Problem:
Rewrite the items as a Markdown table with columns Row and Line, starting at the first line and ending with the line that contains "[0,1065,866,1204]", both included. Number each row, skip blank lines, and leave the pictures out.

Extracted records:
····················

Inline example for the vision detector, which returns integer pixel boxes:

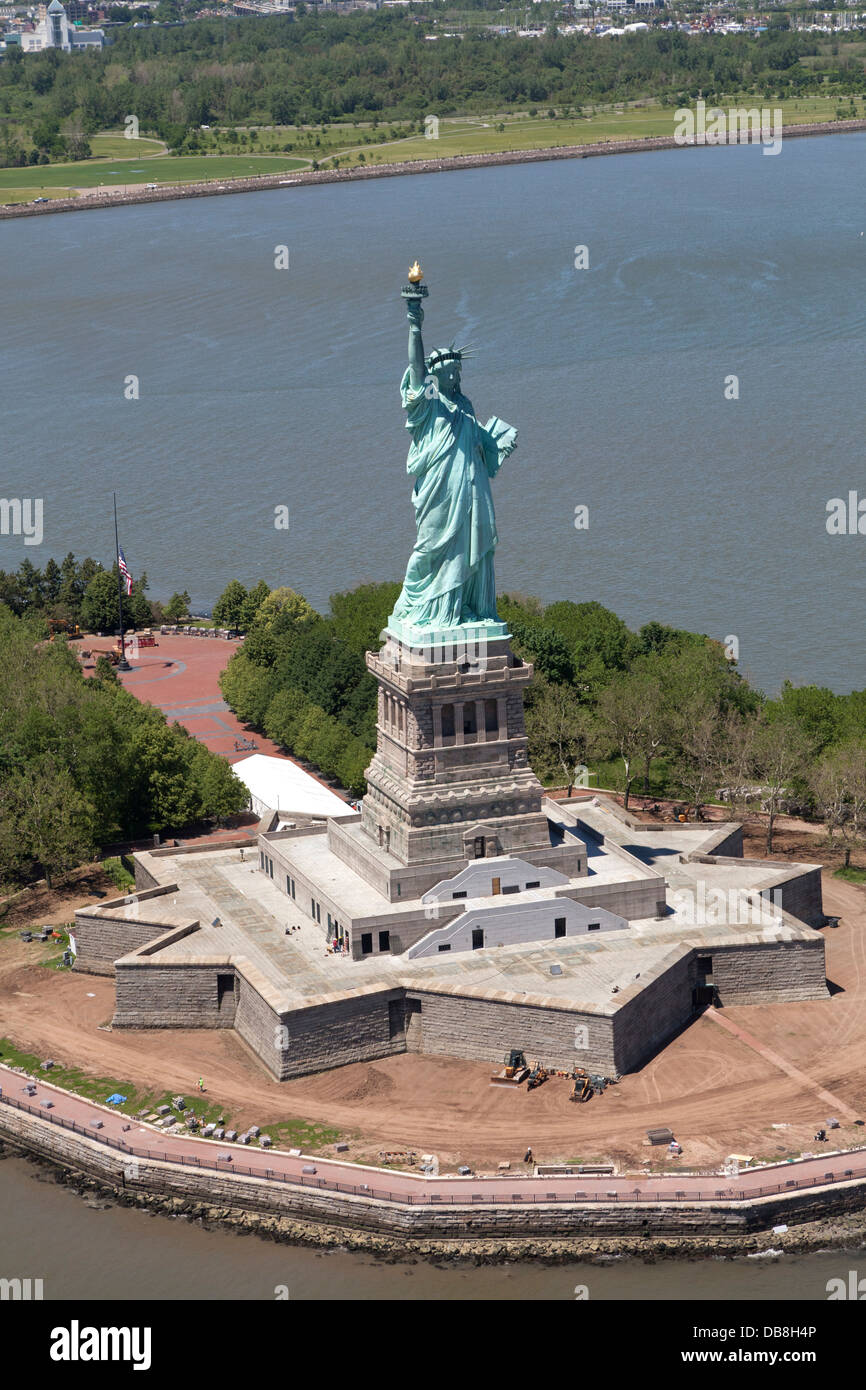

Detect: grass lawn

[320,97,856,165]
[0,96,866,202]
[90,131,165,160]
[0,154,307,202]
[0,184,78,204]
[0,1039,342,1154]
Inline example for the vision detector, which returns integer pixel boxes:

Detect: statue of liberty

[388,261,517,635]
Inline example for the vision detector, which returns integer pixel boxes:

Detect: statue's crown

[427,349,463,367]
[427,343,474,371]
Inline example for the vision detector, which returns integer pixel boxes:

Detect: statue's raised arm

[388,261,517,641]
[403,261,427,391]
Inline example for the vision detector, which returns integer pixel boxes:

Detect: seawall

[0,1095,866,1254]
[0,120,866,220]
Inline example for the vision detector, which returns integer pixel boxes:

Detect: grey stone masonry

[361,635,550,865]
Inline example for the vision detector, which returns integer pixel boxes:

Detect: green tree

[238,580,271,632]
[214,580,249,631]
[165,589,190,623]
[4,755,93,888]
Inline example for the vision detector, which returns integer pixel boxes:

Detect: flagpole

[111,492,132,671]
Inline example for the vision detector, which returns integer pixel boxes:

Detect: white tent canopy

[232,753,357,819]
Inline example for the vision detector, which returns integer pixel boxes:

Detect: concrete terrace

[103,835,813,1016]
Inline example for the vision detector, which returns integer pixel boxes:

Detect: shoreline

[0,118,866,220]
[0,1134,866,1266]
[0,1072,866,1262]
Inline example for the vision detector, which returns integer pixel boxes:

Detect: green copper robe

[393,368,516,628]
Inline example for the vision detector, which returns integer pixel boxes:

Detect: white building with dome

[21,0,106,53]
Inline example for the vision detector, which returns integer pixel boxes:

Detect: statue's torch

[400,261,430,310]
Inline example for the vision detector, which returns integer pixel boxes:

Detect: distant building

[21,0,106,53]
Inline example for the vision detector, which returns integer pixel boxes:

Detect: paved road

[0,1065,866,1204]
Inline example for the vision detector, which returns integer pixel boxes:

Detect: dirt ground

[0,847,866,1170]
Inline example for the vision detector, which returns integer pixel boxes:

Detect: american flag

[117,550,132,594]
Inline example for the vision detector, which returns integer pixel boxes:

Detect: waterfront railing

[0,1095,866,1207]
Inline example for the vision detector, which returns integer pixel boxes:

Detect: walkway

[0,1065,866,1205]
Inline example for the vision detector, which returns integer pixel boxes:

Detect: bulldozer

[569,1066,612,1102]
[527,1062,549,1091]
[569,1072,595,1104]
[491,1047,530,1086]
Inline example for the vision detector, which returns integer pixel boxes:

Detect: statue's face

[434,361,460,396]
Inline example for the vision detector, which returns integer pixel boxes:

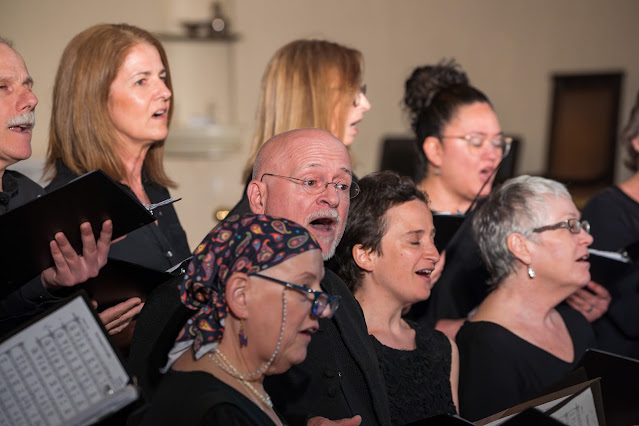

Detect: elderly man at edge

[247,129,390,425]
[0,37,142,334]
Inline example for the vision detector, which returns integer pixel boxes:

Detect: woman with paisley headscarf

[143,214,339,425]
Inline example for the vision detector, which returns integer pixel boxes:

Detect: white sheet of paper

[0,296,137,425]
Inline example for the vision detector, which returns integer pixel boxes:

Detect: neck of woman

[418,172,473,214]
[355,283,416,350]
[118,144,152,204]
[473,270,575,325]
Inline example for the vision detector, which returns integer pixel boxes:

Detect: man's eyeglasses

[440,133,513,158]
[260,173,359,198]
[353,84,366,108]
[252,274,342,318]
[533,219,590,234]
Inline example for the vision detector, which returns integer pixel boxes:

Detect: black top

[582,186,639,358]
[371,322,457,425]
[264,269,391,425]
[45,159,191,271]
[456,307,595,421]
[582,186,639,251]
[142,370,284,426]
[0,170,60,335]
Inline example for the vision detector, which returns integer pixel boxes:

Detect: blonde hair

[243,40,364,181]
[44,24,175,187]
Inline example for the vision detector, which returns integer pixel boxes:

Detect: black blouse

[142,370,284,426]
[370,322,457,425]
[456,306,595,421]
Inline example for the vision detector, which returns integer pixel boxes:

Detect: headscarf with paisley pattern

[174,213,320,358]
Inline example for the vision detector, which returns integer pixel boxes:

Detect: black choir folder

[0,170,174,297]
[588,248,636,297]
[579,349,639,426]
[433,213,466,253]
[0,293,140,426]
[81,258,180,312]
[475,379,606,426]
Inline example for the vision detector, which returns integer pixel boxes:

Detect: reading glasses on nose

[533,219,590,234]
[260,173,359,198]
[252,274,342,318]
[440,133,513,158]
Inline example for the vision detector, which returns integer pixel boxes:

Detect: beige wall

[0,0,639,246]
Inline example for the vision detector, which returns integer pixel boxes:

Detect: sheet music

[551,388,599,426]
[0,296,137,425]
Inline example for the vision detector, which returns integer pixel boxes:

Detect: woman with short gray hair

[457,176,595,420]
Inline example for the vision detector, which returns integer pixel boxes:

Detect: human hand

[40,220,113,291]
[566,281,612,322]
[430,250,446,286]
[306,415,362,426]
[93,297,144,335]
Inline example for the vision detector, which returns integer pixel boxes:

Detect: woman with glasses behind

[404,60,511,338]
[336,171,459,425]
[457,176,595,420]
[143,213,340,425]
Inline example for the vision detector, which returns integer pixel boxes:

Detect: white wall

[0,0,639,246]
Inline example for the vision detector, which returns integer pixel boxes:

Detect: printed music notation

[0,296,137,426]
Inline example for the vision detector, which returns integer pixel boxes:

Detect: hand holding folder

[0,170,176,297]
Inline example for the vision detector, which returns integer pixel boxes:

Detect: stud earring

[239,319,248,348]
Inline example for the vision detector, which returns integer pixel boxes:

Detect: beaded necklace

[207,288,286,408]
[208,350,273,408]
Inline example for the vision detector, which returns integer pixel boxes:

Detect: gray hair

[472,175,572,288]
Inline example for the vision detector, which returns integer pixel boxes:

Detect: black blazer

[264,269,391,425]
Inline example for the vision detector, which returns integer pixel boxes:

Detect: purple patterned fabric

[176,213,320,353]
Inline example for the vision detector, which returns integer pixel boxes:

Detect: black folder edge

[433,213,466,253]
[0,289,142,424]
[579,349,639,426]
[588,249,634,291]
[475,378,606,426]
[79,258,180,312]
[0,169,155,297]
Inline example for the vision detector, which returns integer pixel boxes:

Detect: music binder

[475,378,606,426]
[433,213,466,253]
[0,292,140,426]
[81,258,180,312]
[0,170,171,297]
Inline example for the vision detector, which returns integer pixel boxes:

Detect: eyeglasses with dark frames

[252,274,342,318]
[440,132,513,158]
[533,219,590,234]
[353,84,366,108]
[260,173,360,198]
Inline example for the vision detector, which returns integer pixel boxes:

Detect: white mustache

[7,111,35,128]
[306,208,341,225]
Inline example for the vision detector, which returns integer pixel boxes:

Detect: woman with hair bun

[404,60,511,332]
[404,60,511,214]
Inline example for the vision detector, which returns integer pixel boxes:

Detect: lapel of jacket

[322,269,390,425]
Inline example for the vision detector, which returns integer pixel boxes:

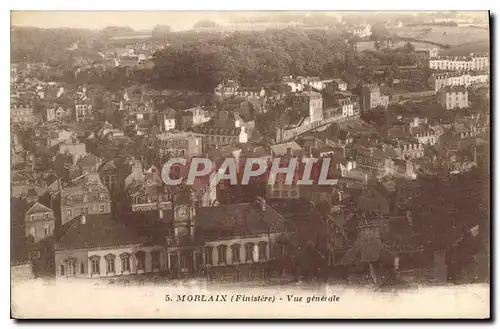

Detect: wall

[205,233,279,267]
[55,245,166,279]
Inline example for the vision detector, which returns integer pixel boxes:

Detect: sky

[11,11,244,31]
[11,11,487,31]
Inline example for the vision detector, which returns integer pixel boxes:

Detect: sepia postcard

[10,11,492,319]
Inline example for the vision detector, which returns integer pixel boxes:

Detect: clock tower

[172,188,196,237]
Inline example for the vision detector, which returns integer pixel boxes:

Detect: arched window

[120,253,130,272]
[205,247,213,265]
[217,244,227,264]
[90,256,101,274]
[135,251,146,271]
[151,250,160,270]
[245,243,254,262]
[104,254,116,273]
[259,241,267,260]
[67,258,76,276]
[231,244,241,263]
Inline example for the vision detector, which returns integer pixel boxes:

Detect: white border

[0,0,500,328]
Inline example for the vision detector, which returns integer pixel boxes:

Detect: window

[105,254,115,273]
[135,251,146,271]
[205,247,213,265]
[151,251,160,270]
[259,241,267,260]
[90,256,101,274]
[280,244,288,257]
[120,254,130,272]
[231,244,240,263]
[68,259,76,276]
[245,243,254,262]
[217,245,227,264]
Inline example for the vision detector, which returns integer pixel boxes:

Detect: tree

[403,41,415,53]
[193,19,219,29]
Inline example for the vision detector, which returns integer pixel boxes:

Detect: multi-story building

[196,199,287,282]
[356,146,400,177]
[24,202,55,243]
[127,166,172,211]
[155,132,203,158]
[350,24,372,38]
[438,86,469,110]
[281,75,304,93]
[297,77,333,91]
[75,101,95,122]
[429,53,490,71]
[59,140,87,164]
[54,214,167,280]
[158,109,177,132]
[180,106,210,130]
[397,139,424,160]
[10,103,35,124]
[361,84,388,111]
[58,178,111,225]
[234,87,266,98]
[215,80,239,98]
[332,79,347,91]
[194,123,248,151]
[428,72,489,92]
[289,91,323,122]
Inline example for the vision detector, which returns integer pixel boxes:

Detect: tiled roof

[55,214,147,250]
[270,142,302,155]
[196,203,284,241]
[25,202,52,215]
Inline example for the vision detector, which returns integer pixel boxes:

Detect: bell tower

[172,187,196,237]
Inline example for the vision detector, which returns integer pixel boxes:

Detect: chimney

[257,197,266,211]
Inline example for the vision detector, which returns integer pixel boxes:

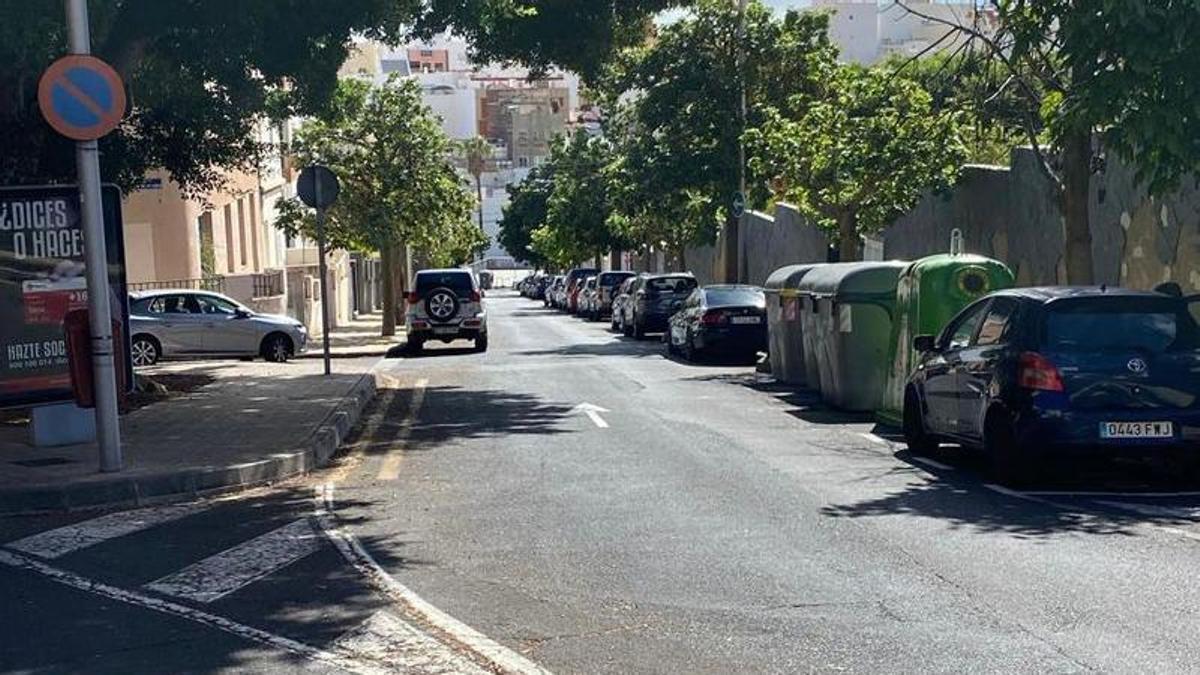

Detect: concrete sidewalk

[0,312,396,513]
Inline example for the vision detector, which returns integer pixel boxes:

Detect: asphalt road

[0,293,1200,673]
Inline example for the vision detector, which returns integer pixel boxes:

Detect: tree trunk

[838,210,863,263]
[721,215,742,283]
[1062,130,1096,286]
[379,244,396,336]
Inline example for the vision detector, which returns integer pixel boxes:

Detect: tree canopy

[749,66,964,261]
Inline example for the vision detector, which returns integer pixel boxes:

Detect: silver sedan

[130,289,308,366]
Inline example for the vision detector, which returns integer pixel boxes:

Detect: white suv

[404,269,487,352]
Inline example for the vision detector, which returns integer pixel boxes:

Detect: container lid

[762,263,828,292]
[799,261,908,301]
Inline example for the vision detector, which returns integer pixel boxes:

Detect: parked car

[562,267,600,313]
[610,275,637,333]
[904,287,1200,480]
[542,275,566,309]
[404,269,487,352]
[575,276,600,318]
[622,273,697,340]
[664,285,767,360]
[587,271,637,321]
[130,289,308,366]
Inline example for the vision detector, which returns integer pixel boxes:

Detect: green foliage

[748,66,964,245]
[600,0,835,251]
[997,0,1200,192]
[533,131,625,267]
[499,165,554,268]
[278,78,487,265]
[886,49,1043,166]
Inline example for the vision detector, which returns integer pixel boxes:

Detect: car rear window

[704,288,767,305]
[416,271,474,295]
[1044,297,1200,353]
[646,276,696,293]
[600,274,634,286]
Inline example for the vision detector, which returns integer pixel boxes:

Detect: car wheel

[683,333,700,362]
[262,333,292,363]
[904,389,938,456]
[983,410,1032,486]
[130,335,162,368]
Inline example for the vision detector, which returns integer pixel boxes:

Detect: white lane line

[1026,490,1200,498]
[1096,500,1200,519]
[332,610,488,675]
[316,483,550,675]
[0,550,382,675]
[6,503,209,560]
[908,456,954,471]
[145,518,320,603]
[376,377,430,480]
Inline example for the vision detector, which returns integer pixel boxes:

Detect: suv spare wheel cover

[425,288,458,321]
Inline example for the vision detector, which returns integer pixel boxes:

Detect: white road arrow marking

[571,404,611,429]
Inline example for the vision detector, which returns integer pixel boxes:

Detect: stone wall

[738,203,829,286]
[883,148,1200,292]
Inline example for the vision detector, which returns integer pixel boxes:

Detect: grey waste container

[763,263,822,387]
[799,261,907,411]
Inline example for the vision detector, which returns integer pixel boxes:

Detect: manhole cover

[11,458,76,468]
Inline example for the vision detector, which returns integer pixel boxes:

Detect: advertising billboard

[0,185,132,407]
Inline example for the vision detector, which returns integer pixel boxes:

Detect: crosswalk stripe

[332,610,488,675]
[145,519,320,603]
[6,503,209,560]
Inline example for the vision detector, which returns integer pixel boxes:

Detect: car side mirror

[912,335,937,354]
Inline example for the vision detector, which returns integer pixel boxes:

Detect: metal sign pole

[66,0,122,472]
[313,178,331,375]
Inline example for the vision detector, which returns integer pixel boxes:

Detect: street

[0,292,1200,673]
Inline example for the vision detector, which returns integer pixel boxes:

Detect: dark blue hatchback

[904,287,1200,479]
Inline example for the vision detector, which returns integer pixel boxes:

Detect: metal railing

[128,276,224,293]
[252,273,283,298]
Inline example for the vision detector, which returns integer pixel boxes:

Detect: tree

[278,77,487,335]
[600,0,836,273]
[901,0,1200,283]
[499,165,554,268]
[532,130,625,267]
[748,66,964,261]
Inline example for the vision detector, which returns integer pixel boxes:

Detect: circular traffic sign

[296,165,341,209]
[37,54,126,141]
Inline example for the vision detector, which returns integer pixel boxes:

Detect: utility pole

[722,0,746,283]
[66,0,122,472]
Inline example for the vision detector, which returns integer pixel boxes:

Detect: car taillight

[1016,352,1063,392]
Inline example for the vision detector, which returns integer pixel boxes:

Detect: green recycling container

[878,253,1015,424]
[799,261,908,411]
[763,263,823,387]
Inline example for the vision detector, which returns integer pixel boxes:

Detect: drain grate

[10,458,76,468]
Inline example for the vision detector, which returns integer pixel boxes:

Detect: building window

[238,198,247,267]
[246,195,263,271]
[224,204,233,273]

····················

Written response:
| Row | Line |
|---|---|
| 1 | Inline example for the vision detector, which returns integer pixel boxes: |
| 2 | Detect: grass lawn |
| 3 | [320,97,856,165] |
| 4 | [0,96,866,202] |
| 5 | [90,131,165,160] |
| 6 | [0,154,307,202] |
| 7 | [0,184,78,204] |
| 8 | [0,1039,342,1154] |
| 9 | Inline example for the vision detector, which returns integer pixel boxes: |
| 10 | Detect: statue of liberty |
| 11 | [388,261,517,635] |
| 12 | Inline example for the vision detector, which returns integer pixel boxes: |
| 13 | Detect: statue's crown |
| 14 | [427,349,463,367] |
| 15 | [427,343,474,371] |
| 16 | Inline example for the vision detector, which returns integer pixel boxes: |
| 17 | Detect: statue's raised arm |
| 18 | [388,261,517,641] |
| 19 | [403,261,427,391] |
| 20 | Inline example for the vision detector, which returns integer pixel boxes: |
| 21 | Detect: seawall |
| 22 | [0,1095,866,1254] |
| 23 | [0,120,866,220] |
| 24 | Inline example for the vision detector, which returns integer pixel boxes: |
| 25 | Detect: grey stone masonry |
| 26 | [361,635,550,865] |
| 27 | Inline example for the vision detector, which returns integer pixel boxes: |
| 28 | Detect: green tree |
| 29 | [238,580,271,632] |
| 30 | [214,580,249,631] |
| 31 | [165,589,190,623] |
| 32 | [4,755,93,888] |
| 33 | Inline example for the vision detector, which returns integer pixel boxes: |
| 34 | Detect: flagpole |
| 35 | [111,492,132,671] |
| 36 | Inline example for the vision detector, which returns integer pixel boxes: |
| 37 | Detect: white tent canopy |
| 38 | [232,753,357,819] |
| 39 | Inline example for the vision detector, which returns integer pixel boxes: |
| 40 | Detect: concrete terrace |
| 41 | [103,835,813,1016] |
| 42 | Inline example for the vision detector, which returns integer pixel boxes: |
| 43 | Detect: shoreline |
| 44 | [0,118,866,220] |
| 45 | [0,1134,866,1266] |
| 46 | [0,1072,866,1262] |
| 47 | Inline example for the vision detector, which returns integer pixel boxes: |
| 48 | Detect: green copper robe |
| 49 | [393,368,516,628] |
| 50 | Inline example for the vision detector, which returns integer pixel boxes: |
| 51 | Detect: white building with dome |
| 52 | [21,0,106,53] |
| 53 | Inline example for the vision detector, which returns integer pixel boxes: |
| 54 | Detect: statue's torch |
| 55 | [400,261,430,310] |
| 56 | Inline example for the vision detector, which returns integer pixel boxes: |
| 57 | Detect: distant building |
| 58 | [21,0,106,53] |
| 59 | Inline example for the vision detector, which returns integer pixel boxes: |
| 60 | Detect: paved road |
| 61 | [0,1065,866,1204] |